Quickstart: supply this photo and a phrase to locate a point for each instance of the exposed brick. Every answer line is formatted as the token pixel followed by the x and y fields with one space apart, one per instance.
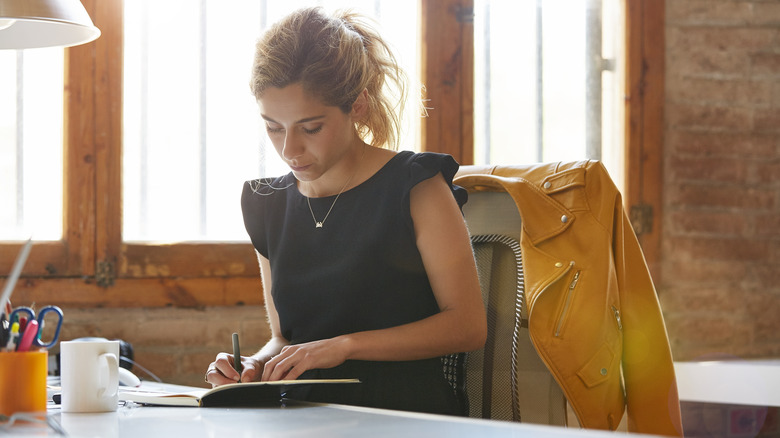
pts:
pixel 765 64
pixel 699 248
pixel 707 169
pixel 700 273
pixel 701 300
pixel 766 13
pixel 689 61
pixel 768 225
pixel 711 12
pixel 768 172
pixel 721 196
pixel 708 330
pixel 709 116
pixel 719 39
pixel 742 144
pixel 708 223
pixel 767 120
pixel 719 91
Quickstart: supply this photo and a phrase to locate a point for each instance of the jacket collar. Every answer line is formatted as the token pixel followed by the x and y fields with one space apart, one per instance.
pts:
pixel 530 187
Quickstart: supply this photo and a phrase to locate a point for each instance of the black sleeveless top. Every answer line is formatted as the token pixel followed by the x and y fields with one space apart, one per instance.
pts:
pixel 360 271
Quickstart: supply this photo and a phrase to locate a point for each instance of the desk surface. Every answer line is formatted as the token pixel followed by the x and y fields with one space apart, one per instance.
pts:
pixel 742 382
pixel 293 420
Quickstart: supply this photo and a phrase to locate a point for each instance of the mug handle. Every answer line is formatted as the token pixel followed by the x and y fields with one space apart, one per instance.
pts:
pixel 113 375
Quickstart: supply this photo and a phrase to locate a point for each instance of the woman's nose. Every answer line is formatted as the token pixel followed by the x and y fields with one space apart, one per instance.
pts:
pixel 293 147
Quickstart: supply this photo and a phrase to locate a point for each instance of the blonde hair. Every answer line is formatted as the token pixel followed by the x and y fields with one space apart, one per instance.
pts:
pixel 335 58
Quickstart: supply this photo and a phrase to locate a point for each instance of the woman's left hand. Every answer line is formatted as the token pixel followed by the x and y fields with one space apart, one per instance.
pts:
pixel 294 360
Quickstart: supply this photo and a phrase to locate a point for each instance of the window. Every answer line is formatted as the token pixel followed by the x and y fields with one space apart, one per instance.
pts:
pixel 187 101
pixel 31 144
pixel 547 82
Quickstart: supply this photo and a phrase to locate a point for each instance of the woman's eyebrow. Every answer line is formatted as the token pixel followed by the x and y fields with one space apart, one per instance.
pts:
pixel 304 120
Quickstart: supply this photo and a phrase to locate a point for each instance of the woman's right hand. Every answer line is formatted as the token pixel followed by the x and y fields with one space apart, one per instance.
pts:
pixel 221 371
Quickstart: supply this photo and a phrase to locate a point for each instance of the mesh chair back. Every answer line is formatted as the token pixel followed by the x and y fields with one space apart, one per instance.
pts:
pixel 506 379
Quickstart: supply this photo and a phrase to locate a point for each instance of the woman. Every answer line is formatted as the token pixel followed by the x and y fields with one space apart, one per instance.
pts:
pixel 364 254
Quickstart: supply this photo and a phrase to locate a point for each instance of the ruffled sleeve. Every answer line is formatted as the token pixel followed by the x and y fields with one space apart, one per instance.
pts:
pixel 426 165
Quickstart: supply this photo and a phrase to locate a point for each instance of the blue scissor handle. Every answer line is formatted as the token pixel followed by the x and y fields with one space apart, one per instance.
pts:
pixel 37 341
pixel 17 314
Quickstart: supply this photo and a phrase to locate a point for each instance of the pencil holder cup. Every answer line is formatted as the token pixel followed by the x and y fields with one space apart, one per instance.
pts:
pixel 89 375
pixel 23 381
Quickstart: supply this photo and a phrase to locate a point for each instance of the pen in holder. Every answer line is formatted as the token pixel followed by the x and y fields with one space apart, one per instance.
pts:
pixel 23 381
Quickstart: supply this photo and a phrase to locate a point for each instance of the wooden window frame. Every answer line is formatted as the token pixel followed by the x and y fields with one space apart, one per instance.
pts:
pixel 93 267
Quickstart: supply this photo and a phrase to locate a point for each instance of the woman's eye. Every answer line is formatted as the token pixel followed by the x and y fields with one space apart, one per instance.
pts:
pixel 313 131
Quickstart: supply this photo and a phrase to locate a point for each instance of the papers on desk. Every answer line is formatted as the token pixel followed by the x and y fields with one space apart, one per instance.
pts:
pixel 232 395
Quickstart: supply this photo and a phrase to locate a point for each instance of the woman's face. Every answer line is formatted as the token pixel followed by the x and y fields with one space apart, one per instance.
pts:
pixel 309 136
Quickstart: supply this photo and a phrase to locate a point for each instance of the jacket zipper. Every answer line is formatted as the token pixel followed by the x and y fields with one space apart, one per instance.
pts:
pixel 566 305
pixel 616 312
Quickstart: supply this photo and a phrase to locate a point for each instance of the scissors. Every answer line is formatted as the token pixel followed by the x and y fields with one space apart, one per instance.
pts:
pixel 30 314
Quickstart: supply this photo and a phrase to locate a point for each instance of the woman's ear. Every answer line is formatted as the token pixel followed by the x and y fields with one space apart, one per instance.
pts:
pixel 360 106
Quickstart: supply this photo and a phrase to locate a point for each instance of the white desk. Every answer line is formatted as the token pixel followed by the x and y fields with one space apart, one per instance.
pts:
pixel 741 382
pixel 294 420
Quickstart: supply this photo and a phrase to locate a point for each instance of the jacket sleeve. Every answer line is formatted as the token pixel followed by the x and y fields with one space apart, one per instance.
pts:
pixel 652 403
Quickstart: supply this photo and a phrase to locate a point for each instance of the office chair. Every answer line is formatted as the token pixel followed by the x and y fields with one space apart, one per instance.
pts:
pixel 506 380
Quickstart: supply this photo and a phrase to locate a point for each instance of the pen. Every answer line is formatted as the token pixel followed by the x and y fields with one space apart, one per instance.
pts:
pixel 12 337
pixel 30 332
pixel 237 356
pixel 15 271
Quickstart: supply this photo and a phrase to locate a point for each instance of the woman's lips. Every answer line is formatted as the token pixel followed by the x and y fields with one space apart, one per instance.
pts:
pixel 299 168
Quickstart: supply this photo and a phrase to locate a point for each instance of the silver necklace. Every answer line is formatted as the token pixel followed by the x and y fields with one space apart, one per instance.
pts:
pixel 319 224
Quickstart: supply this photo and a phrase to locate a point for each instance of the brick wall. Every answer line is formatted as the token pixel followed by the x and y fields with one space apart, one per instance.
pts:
pixel 174 344
pixel 720 285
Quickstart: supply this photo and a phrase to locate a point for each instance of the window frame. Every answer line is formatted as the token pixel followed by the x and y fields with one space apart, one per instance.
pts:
pixel 92 267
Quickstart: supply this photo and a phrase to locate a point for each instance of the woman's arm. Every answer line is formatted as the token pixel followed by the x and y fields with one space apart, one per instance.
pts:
pixel 252 365
pixel 443 242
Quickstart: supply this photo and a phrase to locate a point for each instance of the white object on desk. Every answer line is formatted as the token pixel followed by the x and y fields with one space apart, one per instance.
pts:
pixel 294 420
pixel 89 375
pixel 741 382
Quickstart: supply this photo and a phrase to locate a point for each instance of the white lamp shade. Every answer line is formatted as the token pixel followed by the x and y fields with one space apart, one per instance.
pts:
pixel 28 24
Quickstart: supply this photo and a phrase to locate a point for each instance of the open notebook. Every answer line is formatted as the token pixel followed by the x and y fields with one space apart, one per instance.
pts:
pixel 231 395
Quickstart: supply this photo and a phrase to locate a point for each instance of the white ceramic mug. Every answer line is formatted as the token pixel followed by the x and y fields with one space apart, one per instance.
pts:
pixel 89 374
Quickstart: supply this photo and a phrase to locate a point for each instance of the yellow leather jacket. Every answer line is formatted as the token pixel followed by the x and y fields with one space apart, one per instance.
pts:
pixel 594 316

▸ INSTRUCTIONS FOR THE TASK
Reproduce all of the material above with every "photo" changed to "image" and everything else kept the same. Leave the pictures out of your answer.

▸ RESPONSE
Quickstart: supply this image and a phrase to locate a point for each instance of the exposed brick. Every answer line is formatted as the token pixel followed by the x and y fields with one space apart, one per instance.
pts:
pixel 765 64
pixel 699 248
pixel 707 169
pixel 700 273
pixel 701 300
pixel 766 13
pixel 689 61
pixel 768 225
pixel 711 12
pixel 768 172
pixel 721 196
pixel 708 330
pixel 709 116
pixel 719 39
pixel 742 144
pixel 708 223
pixel 767 120
pixel 719 91
Quickstart: supply this image and a phrase to locate a point for each instance of the jacket collar. Every answer line is formatted as the token pixel followed by the x and y fields with one space apart, one per instance.
pts:
pixel 530 187
Quickstart: supply this image and a phrase to locate a point for each instance of the black sleeveless top. Every answer line is formatted as the token pixel followed by the x and y fields with one space apart, one per instance.
pts:
pixel 360 271
Quickstart: supply this image and a phrase to locate a point for each instance of the desk surface. Every answer line is formatted as the token pixel followed by the x and y fields with one space apart, one per instance.
pts:
pixel 742 382
pixel 293 420
Quickstart: supply this image and a phrase to locate a point for each instance of the mug handle. Every answer line is formatted as the token pixel followed by the x and y fields with one space apart, one per instance.
pts:
pixel 113 375
Quickstart: supply this image and a phrase to locate a point for each instance of the woman's nose. Every answer line is formatted as the token pixel followed by the x and y fields with one space apart, one per instance.
pts:
pixel 293 147
Quickstart: supply this image and a phrase to locate a point for each instance of the blonde hair. Every answer line is formatted as the token pixel followed by the x and y fields with one space apart, one per instance.
pts:
pixel 335 58
Quickstart: supply this image and a phrase to locate a point for each instance of the woman's left hand. Every answer line is formatted as the token pixel followed by the x and y fields with one space apart, one per instance.
pts:
pixel 294 360
Quickstart: supply this image and a phrase to locate a point for each instance of the window. Every answer line is formatted as the token pixel followed by the x and y fields with one space apart, one per instance.
pts:
pixel 187 101
pixel 31 144
pixel 547 82
Quickstart: supply this image and a phrase to locate a point for each instance of the woman's eyebrow. Every answer line is formatted as the token pixel followed by the x and y fields with one space apart, one per instance.
pts:
pixel 304 120
Quickstart: supply this image and a phrase to locate a point for each instance of the woman's right hand. Every answer line is formatted as the token pixel followed by the x and y fields with one space apart, one per instance.
pts:
pixel 221 371
Quickstart: supply this image and a phrase to locate a point for each instance of the mesh chair back. Every answer line is formatted as the token pixel followed by the x and y fields with one space apart, one per instance.
pts:
pixel 506 379
Quickstart: supply this image and a phrase to locate a point for each instance of the woman. Every answer line is formatted as the token pixel followed by the x and y fields with one space apart, one per instance.
pts:
pixel 364 254
Quickstart: supply this image and a phrase to locate a point for each instance of the ruffled sleeve. Every answer line is formatted as the token pixel followed by the x and y fields with one space apart, one per instance.
pts:
pixel 426 165
Quickstart: supply this image and a phrase to locate a point for each instance of the blue scissor handle. Every answer line is formatted as the token pixel followed by the x and y fields with one space apart, one per instance.
pts:
pixel 37 341
pixel 17 314
Quickstart: supply this image and a phrase to locate a point for each instance of the pencil holder cup. Every answer line is formatted as the token pixel followed by the x and y fields with one space apart, one per instance.
pts:
pixel 89 375
pixel 23 381
Quickstart: supply this image and a phrase to locate a point for each instance of the pen in holder. Every answer line is formatted as the token pixel followed by the x and y fields with one space apart, one per instance.
pts:
pixel 23 381
Quickstart: supply this image and a phrase to locate a point for each instance of the wooden window frame. Every answer line is formatted as the token pixel followed by the x and y fields with one space apart, one per instance.
pts:
pixel 93 267
Quickstart: supply this image and a phrase to locate a point for each instance of the woman's eye. Every answer line is formatted as the token pixel followed by the x and y fields with one space apart, one per instance.
pts:
pixel 313 131
Quickstart: supply this image and a phrase to locate a point for each instance of the papers on desk. Every answer line is formatted as the token pixel followed by the x and y fields with one space apart, one per instance.
pts:
pixel 232 395
Quickstart: supply this image and a phrase to locate a point for each instance of the woman's face. Every answer line is formatted as the token pixel followed by the x and y fields with one space apart, one per instance.
pts:
pixel 309 136
Quickstart: supply this image and a phrase to locate a point for each instance of the jacket zipper. Every answer line is formatted as the token pixel followed by the x and y fields with one space apart, one per instance.
pts:
pixel 566 305
pixel 616 312
Quickstart: supply this image and a phrase to locate a point for each instance of the scissors. Every answer line is formatted as the token pixel followed by the x and y fields with one space apart, one per instance.
pts:
pixel 30 314
Quickstart: supply this image and a phrase to locate a point for each instance of the woman's ear. Every answer line is formatted as the token pixel followed by the x and y fields with one space apart, one per instance.
pts:
pixel 360 106
Quickstart: supply this image and a phrase to locate a point for each instance of the white desk. Every answer line is formatted as the token pixel followed by the x and y fields with one space apart, one per instance.
pts:
pixel 741 382
pixel 294 420
Quickstart: supply this image and a phrase to locate a point for each instance of the jacket sleeve. Every answer line is formatted as the token pixel followed by the x and y fields with one space apart, one per instance.
pts:
pixel 652 403
Quickstart: supply this image and a phrase to locate a point for each instance of the office chair. Every answer line is formatted as the token pixel followed by the x and y fields with one space apart, one per instance.
pts:
pixel 506 380
Quickstart: supply this image and a phrase to locate a point for each instance of the pen. Every answer line is formatted as the token pixel followed by the x and y fields with one space apart, one per instance.
pts:
pixel 12 337
pixel 30 332
pixel 237 356
pixel 15 271
Quickstart: supply this image and a phrase to locate a point for each instance of the woman's lips. Every answer line is formatted as the token pixel followed by the x and y fields with one space apart, one per instance.
pts:
pixel 299 168
Quickstart: supply this image and a phrase to locate a point for each instance of the silver necklace. Every answer line is formatted as the token pixel followed by the x and y fields with one space apart, one per instance.
pts:
pixel 319 224
Quickstart: supply this image and a phrase to locate a point for each instance of the brick wall. Every answer line is formatted as the token pixel followed by the x and y fields with one space apart, one per instance.
pts:
pixel 174 344
pixel 720 285
Quickstart: supply this image and a phrase to locate a point for each instance of the window frame. Every answer line is formatted as the token pixel followed by the x and y fields with one space apart, one per instance.
pts:
pixel 92 267
Quickstart: supply this image and a phrase to locate a point for each instance of the woman's arm. Every answer line is formatted as the token pixel followed by the x and y fields with one space apart, one per instance.
pts:
pixel 252 365
pixel 443 242
Quickstart: supply this image and a phrase to locate a point for each instance of the white object on desk. Every answer line is formatted as the token pixel followed by the x and y fields with one space apart, one per instance.
pts:
pixel 294 420
pixel 89 375
pixel 741 382
Quickstart: supply this image and a phrase to locate a point for each instance of the white lamp shade. Every answer line is formatted as the token pixel followed by the x and y fields with one space apart, one per instance.
pts:
pixel 28 24
Quickstart: supply this image and a phrase to locate a point for each instance of the open notebook. Every answer line is formatted as the token pixel followed by the x and y fields with one space apart, one per instance.
pts:
pixel 231 395
Quickstart: supply this image and a phrase to locate a point for each instance of the white ceramic mug. Every answer line is formatted as the token pixel followed by the x and y fields with one space apart, one per instance.
pts:
pixel 89 374
Quickstart: supply this image and a phrase to locate a point for each instance of the yellow leather jacket. Every answer line is formatted as the token pixel followed by the x and y fields with one space apart, one per instance.
pts:
pixel 594 316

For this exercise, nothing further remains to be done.